> _Prompt_
The answer must be an exact copy of every record below.

[Region pointing data]
================

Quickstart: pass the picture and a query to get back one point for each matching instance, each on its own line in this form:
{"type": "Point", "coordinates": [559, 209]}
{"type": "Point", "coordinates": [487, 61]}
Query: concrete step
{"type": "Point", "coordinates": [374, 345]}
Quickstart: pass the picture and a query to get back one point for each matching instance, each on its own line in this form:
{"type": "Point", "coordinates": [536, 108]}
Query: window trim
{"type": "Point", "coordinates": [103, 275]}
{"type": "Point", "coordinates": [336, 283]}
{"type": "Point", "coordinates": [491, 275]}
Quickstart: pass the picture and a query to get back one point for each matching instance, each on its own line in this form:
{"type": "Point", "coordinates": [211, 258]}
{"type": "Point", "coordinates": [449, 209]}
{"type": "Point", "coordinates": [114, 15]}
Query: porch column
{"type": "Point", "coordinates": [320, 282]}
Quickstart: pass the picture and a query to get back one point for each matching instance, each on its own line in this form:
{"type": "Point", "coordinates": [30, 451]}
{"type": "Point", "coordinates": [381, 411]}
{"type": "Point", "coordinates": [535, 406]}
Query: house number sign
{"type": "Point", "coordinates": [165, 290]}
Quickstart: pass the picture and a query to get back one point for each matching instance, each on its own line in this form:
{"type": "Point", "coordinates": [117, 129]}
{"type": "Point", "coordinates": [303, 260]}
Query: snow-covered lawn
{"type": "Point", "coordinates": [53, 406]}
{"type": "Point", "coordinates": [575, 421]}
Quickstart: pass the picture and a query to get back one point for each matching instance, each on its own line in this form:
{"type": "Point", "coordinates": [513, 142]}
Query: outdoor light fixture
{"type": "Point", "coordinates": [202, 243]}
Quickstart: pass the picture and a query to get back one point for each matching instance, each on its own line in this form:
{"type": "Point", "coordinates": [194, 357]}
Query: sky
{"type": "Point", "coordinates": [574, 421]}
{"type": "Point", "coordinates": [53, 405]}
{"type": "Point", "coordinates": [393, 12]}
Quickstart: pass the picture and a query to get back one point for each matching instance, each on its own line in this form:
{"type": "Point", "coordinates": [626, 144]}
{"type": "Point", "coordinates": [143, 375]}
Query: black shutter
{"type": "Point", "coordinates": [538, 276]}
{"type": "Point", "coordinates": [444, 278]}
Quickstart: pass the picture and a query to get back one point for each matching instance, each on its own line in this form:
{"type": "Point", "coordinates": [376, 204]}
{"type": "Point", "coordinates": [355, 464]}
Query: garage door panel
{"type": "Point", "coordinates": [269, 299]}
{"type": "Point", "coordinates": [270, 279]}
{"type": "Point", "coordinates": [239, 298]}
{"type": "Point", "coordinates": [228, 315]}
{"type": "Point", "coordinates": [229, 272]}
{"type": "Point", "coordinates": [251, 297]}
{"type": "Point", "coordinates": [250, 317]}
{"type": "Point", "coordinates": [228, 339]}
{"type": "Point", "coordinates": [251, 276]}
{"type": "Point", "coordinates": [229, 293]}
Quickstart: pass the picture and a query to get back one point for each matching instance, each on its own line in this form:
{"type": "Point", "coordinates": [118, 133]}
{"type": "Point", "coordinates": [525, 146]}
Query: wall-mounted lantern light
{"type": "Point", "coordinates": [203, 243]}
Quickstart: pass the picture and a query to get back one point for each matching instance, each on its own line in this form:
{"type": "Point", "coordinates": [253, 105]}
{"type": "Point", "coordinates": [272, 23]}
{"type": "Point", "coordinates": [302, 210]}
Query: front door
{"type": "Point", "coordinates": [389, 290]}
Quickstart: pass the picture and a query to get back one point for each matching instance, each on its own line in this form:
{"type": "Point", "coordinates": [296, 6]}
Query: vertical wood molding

================

> _Task result_
Quickstart: pass the picture and a query to get back one point for each matching instance, each on its own line in this form:
{"type": "Point", "coordinates": [559, 209]}
{"type": "Point", "coordinates": [487, 61]}
Query: concrete step
{"type": "Point", "coordinates": [374, 345]}
Quickstart: pass the picture and a query to get back one point for each matching instance, each on its own line in this form:
{"type": "Point", "coordinates": [536, 108]}
Query: window trim
{"type": "Point", "coordinates": [103, 275]}
{"type": "Point", "coordinates": [336, 283]}
{"type": "Point", "coordinates": [491, 275]}
Quickstart: pass the picture and a query to get back one point for each matching instance, each on its own line in this form:
{"type": "Point", "coordinates": [211, 258]}
{"type": "Point", "coordinates": [449, 209]}
{"type": "Point", "coordinates": [114, 15]}
Query: porch column
{"type": "Point", "coordinates": [320, 282]}
Quickstart: pass the picture and a query to get back one point for each matching instance, each on its own line in this form:
{"type": "Point", "coordinates": [30, 451]}
{"type": "Point", "coordinates": [381, 411]}
{"type": "Point", "coordinates": [535, 406]}
Query: house number sign
{"type": "Point", "coordinates": [165, 290]}
Quickstart: pass the picture and a query to get back one point for each matching instance, each on its own line in this form:
{"type": "Point", "coordinates": [117, 129]}
{"type": "Point", "coordinates": [303, 260]}
Query: snow-covered lawn
{"type": "Point", "coordinates": [53, 406]}
{"type": "Point", "coordinates": [575, 421]}
Quickstart: pass the picture and a query to get back one point for each matching instance, each on its own line in this form:
{"type": "Point", "coordinates": [513, 142]}
Query: outdoor light fixture
{"type": "Point", "coordinates": [202, 243]}
Quickstart: pass the picture and a query to get back one point for each matching instance, each on its own line in this form:
{"type": "Point", "coordinates": [194, 357]}
Query: sky
{"type": "Point", "coordinates": [574, 421]}
{"type": "Point", "coordinates": [53, 405]}
{"type": "Point", "coordinates": [393, 12]}
Quickstart: pass the picture and a query to get back one point for each matching instance, each on its own line in this form:
{"type": "Point", "coordinates": [626, 144]}
{"type": "Point", "coordinates": [143, 375]}
Query: black shutter
{"type": "Point", "coordinates": [538, 276]}
{"type": "Point", "coordinates": [444, 278]}
Quickstart: pass the picture and a query to get back one point for each matching instance, each on its own line in this form:
{"type": "Point", "coordinates": [376, 204]}
{"type": "Point", "coordinates": [355, 464]}
Query: garage door panel
{"type": "Point", "coordinates": [269, 299]}
{"type": "Point", "coordinates": [270, 279]}
{"type": "Point", "coordinates": [239, 298]}
{"type": "Point", "coordinates": [228, 315]}
{"type": "Point", "coordinates": [229, 272]}
{"type": "Point", "coordinates": [251, 297]}
{"type": "Point", "coordinates": [250, 317]}
{"type": "Point", "coordinates": [228, 339]}
{"type": "Point", "coordinates": [251, 276]}
{"type": "Point", "coordinates": [229, 293]}
Quickstart: pass the picture and a query to get back one point for each matching instance, each on its own line in this form:
{"type": "Point", "coordinates": [118, 133]}
{"type": "Point", "coordinates": [525, 146]}
Query: wall-mounted lantern light
{"type": "Point", "coordinates": [203, 243]}
Quickstart: pass the picture and a query to get back one point for each matching instance, each on its own line in this form:
{"type": "Point", "coordinates": [253, 105]}
{"type": "Point", "coordinates": [272, 23]}
{"type": "Point", "coordinates": [302, 210]}
Query: front door
{"type": "Point", "coordinates": [389, 290]}
Quickstart: pass the picture and a query to get back one point for each matching instance, each on its own line in this form:
{"type": "Point", "coordinates": [296, 6]}
Query: vertical wood molding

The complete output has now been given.